--- START ENTRIES SHOWN ---
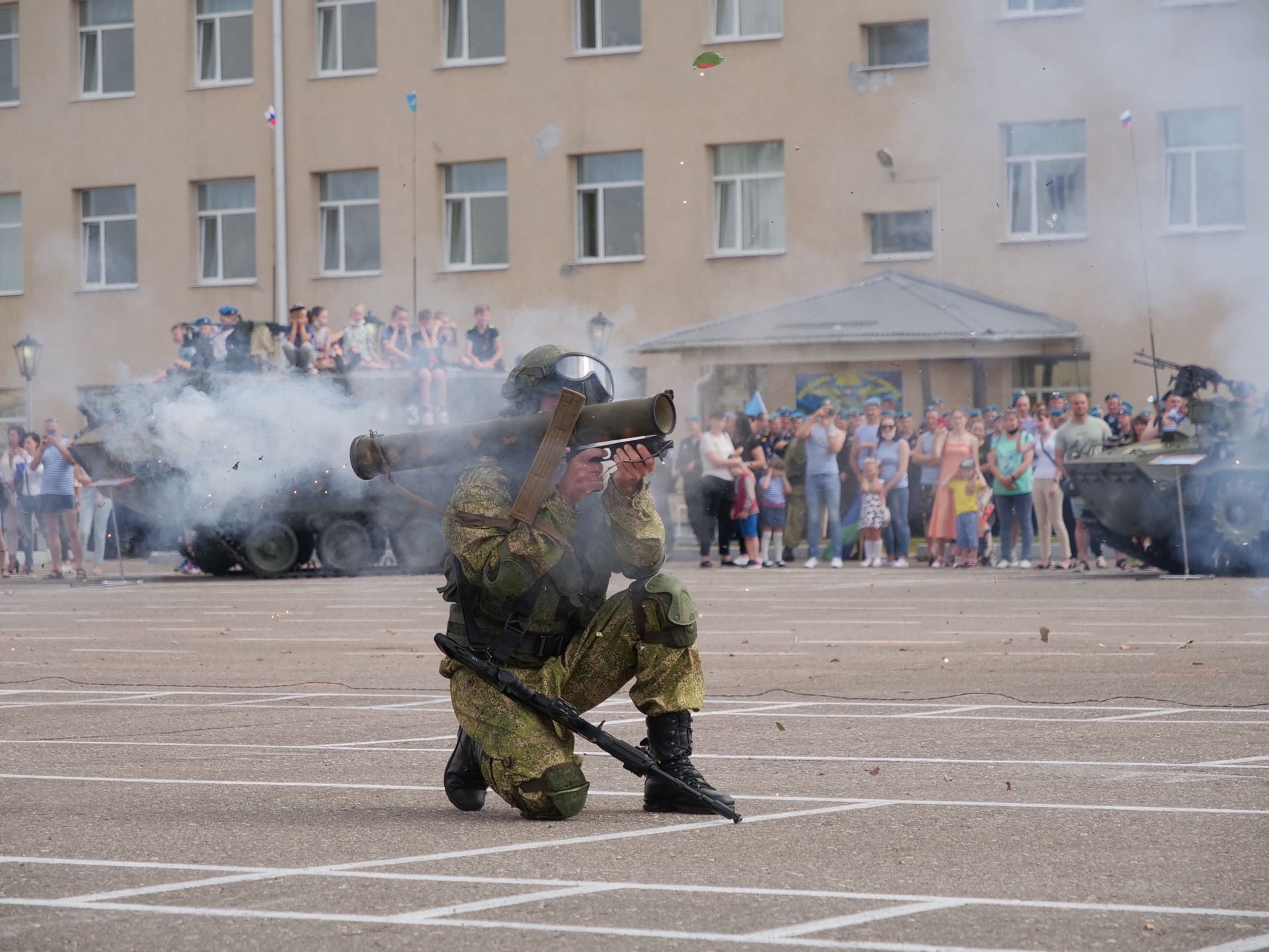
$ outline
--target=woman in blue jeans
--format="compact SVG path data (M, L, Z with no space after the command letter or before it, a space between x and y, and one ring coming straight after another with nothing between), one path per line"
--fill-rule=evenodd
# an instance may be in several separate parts
M1010 569L1030 569L1030 546L1034 531L1030 522L1032 459L1036 439L1022 428L1016 410L1005 410L1003 432L987 453L987 468L996 477L992 495L1000 517L1000 561ZM1022 561L1013 557L1014 526L1022 536Z
M820 564L820 508L829 510L829 543L832 567L841 567L841 471L838 453L846 442L846 432L838 429L836 407L831 400L797 428L794 434L806 443L806 539L807 560L803 569Z
M907 567L907 550L912 543L912 531L907 523L907 457L911 452L907 440L898 438L895 418L882 416L877 428L874 456L881 463L881 481L886 484L882 498L890 509L890 526L881 531L888 569Z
--- END ENTRIES SHOWN ---
STATED TASK: Rewrite the entries with "blue" swapped for "black" and every other line left unchanged. Leave out the pictures.

FINAL RESULT:
$ outline
--target=woman in black jeans
--format="compact SVG path data (M, L, Z with no space after the command letter or before it, a space between x and y, and one ring coming straight after another with nothing between), one path per line"
--fill-rule=evenodd
# an instance may be in several separate parts
M1010 569L1030 569L1030 546L1034 531L1030 522L1032 459L1036 439L1022 428L1016 410L1005 410L1003 432L987 453L987 468L996 477L992 495L1000 517L1000 561ZM1022 561L1013 557L1014 526L1022 536Z
M820 564L820 508L829 510L829 543L832 567L841 567L841 471L838 453L846 442L846 432L838 429L836 407L831 400L797 428L794 434L806 443L806 539L807 560L803 569Z
M907 567L907 550L912 543L912 531L907 523L907 457L911 452L907 440L898 438L895 418L882 416L877 428L874 456L881 463L881 481L886 484L882 498L890 509L890 526L881 531L888 569Z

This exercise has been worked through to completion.